-------- Records to use --------

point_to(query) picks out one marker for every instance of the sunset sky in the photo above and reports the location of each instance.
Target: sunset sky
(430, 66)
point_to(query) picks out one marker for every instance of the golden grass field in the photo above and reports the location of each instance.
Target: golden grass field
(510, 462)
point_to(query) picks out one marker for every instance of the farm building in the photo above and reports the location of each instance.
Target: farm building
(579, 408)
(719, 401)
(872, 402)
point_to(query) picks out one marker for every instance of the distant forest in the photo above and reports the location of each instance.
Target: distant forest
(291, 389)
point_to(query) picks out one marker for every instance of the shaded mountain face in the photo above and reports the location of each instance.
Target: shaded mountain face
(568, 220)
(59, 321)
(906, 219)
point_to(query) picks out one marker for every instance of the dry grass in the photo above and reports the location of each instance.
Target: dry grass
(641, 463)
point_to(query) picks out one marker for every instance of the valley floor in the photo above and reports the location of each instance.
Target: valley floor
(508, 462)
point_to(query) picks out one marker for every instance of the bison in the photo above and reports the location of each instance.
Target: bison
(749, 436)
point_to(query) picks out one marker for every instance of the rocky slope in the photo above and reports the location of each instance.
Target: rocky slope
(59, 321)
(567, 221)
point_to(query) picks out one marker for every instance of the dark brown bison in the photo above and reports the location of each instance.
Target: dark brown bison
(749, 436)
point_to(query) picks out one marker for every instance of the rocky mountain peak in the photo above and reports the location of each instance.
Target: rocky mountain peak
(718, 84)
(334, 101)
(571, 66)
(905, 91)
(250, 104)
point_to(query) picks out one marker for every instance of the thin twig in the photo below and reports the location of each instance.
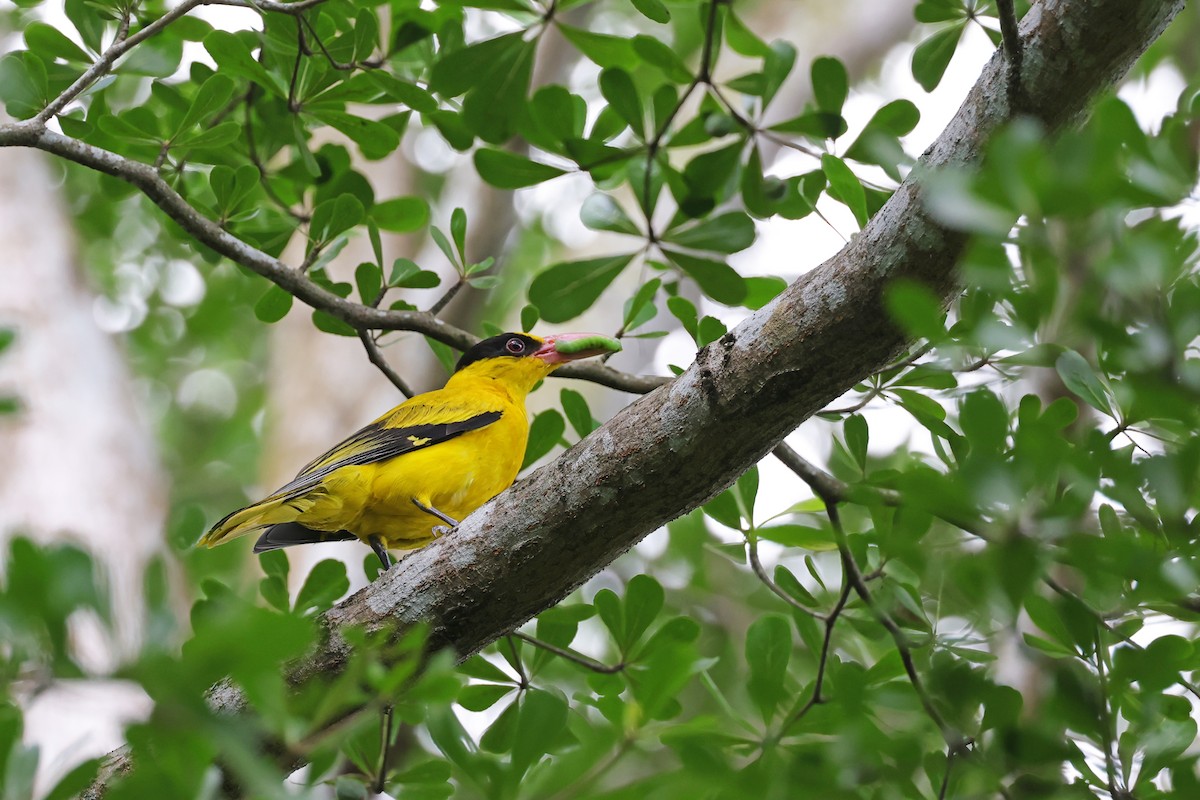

--------

■ What the task asks
Locate every line in the data above that contains the word "rocky", and copy each of those lines out in full.

■ Completed task
point_to(query) picks out one marker for every instance of the rocky slope in the photo above and reports the location of each instance.
Target: rocky slope
point_to(query) picks out one marker for every instance of the rocky mountain peak in the photo above and reports the location of each instance.
Target: rocky mountain peak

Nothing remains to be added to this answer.